#### What this task involves:
Go through the entries and copy each one exactly. Leave none out.

Stored data entries:
════
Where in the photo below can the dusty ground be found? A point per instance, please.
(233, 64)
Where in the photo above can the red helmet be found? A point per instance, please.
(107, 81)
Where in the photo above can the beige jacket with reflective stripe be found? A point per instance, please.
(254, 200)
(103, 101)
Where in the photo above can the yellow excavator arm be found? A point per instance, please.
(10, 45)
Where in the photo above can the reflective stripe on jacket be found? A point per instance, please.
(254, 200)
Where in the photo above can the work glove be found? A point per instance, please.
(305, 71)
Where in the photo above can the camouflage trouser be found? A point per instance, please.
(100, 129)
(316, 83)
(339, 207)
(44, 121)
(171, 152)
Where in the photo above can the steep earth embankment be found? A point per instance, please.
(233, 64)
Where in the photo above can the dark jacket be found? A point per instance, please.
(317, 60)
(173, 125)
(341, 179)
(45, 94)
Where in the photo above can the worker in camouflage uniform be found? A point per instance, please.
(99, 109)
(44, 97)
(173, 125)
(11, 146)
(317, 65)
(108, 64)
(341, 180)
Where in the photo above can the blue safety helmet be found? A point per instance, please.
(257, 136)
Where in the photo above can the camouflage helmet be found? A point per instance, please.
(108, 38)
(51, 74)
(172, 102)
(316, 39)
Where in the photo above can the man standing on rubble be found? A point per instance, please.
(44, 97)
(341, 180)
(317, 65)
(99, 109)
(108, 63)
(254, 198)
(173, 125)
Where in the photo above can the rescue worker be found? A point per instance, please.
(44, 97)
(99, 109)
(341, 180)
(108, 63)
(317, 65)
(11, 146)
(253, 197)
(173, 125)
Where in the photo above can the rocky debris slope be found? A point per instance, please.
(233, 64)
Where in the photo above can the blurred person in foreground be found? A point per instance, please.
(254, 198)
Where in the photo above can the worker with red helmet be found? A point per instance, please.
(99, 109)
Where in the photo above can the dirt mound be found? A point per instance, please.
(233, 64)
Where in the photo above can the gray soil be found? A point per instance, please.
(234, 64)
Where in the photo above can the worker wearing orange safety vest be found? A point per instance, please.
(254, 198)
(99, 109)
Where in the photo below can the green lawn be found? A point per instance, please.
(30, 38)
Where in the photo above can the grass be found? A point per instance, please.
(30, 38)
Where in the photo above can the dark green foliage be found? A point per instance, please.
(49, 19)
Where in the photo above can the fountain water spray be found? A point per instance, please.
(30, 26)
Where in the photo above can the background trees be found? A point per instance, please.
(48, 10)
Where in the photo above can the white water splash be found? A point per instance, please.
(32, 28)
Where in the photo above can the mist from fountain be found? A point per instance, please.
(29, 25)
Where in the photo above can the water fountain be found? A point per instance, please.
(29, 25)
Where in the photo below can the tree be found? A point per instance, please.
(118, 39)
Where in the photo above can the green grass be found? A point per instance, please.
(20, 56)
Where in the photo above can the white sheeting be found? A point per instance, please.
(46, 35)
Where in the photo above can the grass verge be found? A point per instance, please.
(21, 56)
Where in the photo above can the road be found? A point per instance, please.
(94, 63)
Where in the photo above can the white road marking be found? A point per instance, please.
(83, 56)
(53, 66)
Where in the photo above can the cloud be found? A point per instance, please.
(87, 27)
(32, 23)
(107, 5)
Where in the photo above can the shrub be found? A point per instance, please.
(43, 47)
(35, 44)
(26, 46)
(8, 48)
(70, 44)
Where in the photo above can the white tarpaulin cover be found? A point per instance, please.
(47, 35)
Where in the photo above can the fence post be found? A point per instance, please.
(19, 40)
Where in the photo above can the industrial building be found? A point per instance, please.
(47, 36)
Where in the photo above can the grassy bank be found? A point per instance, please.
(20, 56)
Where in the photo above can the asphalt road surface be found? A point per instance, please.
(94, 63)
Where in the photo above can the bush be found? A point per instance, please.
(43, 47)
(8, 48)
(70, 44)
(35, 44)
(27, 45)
════
#### Result for this task:
Where in the photo below can the dusty ground be found? A point per instance, please.
(233, 64)
Where in the photo above can the red helmet be found? A point per instance, please.
(107, 81)
Where in the photo above can the beige jacket with reflective stripe be found? A point per instance, please.
(254, 200)
(103, 101)
Where in the photo above can the yellow excavator arm be found? A point per instance, please.
(10, 45)
Where in the photo above can the reflective stripe on jacket be found? A point per instance, please.
(254, 200)
Where in the photo above can the work glove be found? A point per instance, please.
(305, 71)
Where in the photo above can the camouflage trouser be found? A point per instance, please.
(100, 129)
(316, 83)
(339, 207)
(44, 121)
(171, 152)
Where in the photo above can the steep earth embankment be found? A point per instance, please.
(233, 64)
Where in the photo above can the dark jacket be found? A point per instance, please.
(317, 60)
(173, 125)
(341, 179)
(45, 94)
Where in the photo above can the worker in camouflage uniform be found? A point per instance, please.
(99, 109)
(44, 97)
(173, 125)
(11, 146)
(317, 65)
(108, 64)
(341, 180)
Where in the photo above can the blue safety helmet be found? A point per instance, please.
(257, 136)
Where in the photo above can the camouflage helmet be found? A point per instance, please.
(108, 38)
(51, 74)
(172, 102)
(316, 39)
Where in the photo above can the man standing on rubble be found? A point per instance, please.
(44, 97)
(341, 180)
(317, 65)
(99, 109)
(108, 63)
(254, 198)
(173, 125)
Where in the photo above can the rescue worker be found? A point per instance, please.
(44, 97)
(99, 109)
(341, 180)
(108, 63)
(317, 65)
(11, 146)
(253, 197)
(173, 125)
Where in the photo above can the rocky debris slope be found? A point per instance, please.
(233, 64)
Where in the photo above can the blurred person in foreground be found? A point per instance, please.
(254, 198)
Where in the photo above can the worker with red helmet be found? A point per instance, please.
(99, 109)
Where in the photo above can the dirt mound be found? A point per instance, please.
(233, 64)
Where in the photo above can the gray soil be found? A point per instance, please.
(234, 64)
Where in the photo above can the worker wearing orange safety vest be found? A point per instance, please.
(254, 198)
(99, 109)
Where in the photo below can the green lawn be found? A point per instance, please.
(30, 38)
Where in the photo above can the grass be found? A point per instance, please.
(30, 38)
Where in the photo above can the dark green foliage be found? A point per instance, please.
(49, 19)
Where in the photo above can the fountain water spray be found? A point per instance, please.
(30, 26)
Where in the photo above can the background trees be found? A point per instance, please.
(48, 10)
Where in the photo above can the white water splash be found? A point per instance, please.
(32, 28)
Where in the photo above can the mist from fountain be found? A point per instance, please.
(29, 25)
Where in the photo above can the water fountain be found? A point per instance, please.
(29, 25)
Where in the photo below can the tree be found? A point per instance, please.
(118, 39)
Where in the photo above can the green grass be found? A point per instance, please.
(20, 56)
Where in the photo above can the white sheeting be found? A point per instance, please.
(46, 35)
Where in the photo above can the grass verge be found? A point per instance, please.
(21, 56)
Where in the photo above can the road be found? A point per instance, please.
(94, 63)
Where in the photo above can the white road marking be found? A point per instance, please.
(83, 56)
(53, 66)
Where in the photo above can the cloud be found? A point per instance, please.
(87, 27)
(32, 23)
(107, 5)
Where in the photo above can the shrub be found? A point per instance, please.
(43, 47)
(35, 44)
(26, 46)
(8, 48)
(70, 44)
Where in the photo above can the white tarpaulin cover be found? A point per instance, please.
(47, 35)
Where in the photo above can the fence post be found? A point per instance, please.
(19, 40)
Where in the photo above can the industrial building be found? A point per instance, please.
(47, 36)
Where in the photo above can the grassy bank be found? A point per instance, please.
(20, 56)
Where in the photo above can the asphalt road surface be found? A point per instance, please.
(94, 63)
Where in the photo above can the bush be found? A point per instance, please.
(43, 47)
(8, 48)
(70, 44)
(35, 44)
(27, 45)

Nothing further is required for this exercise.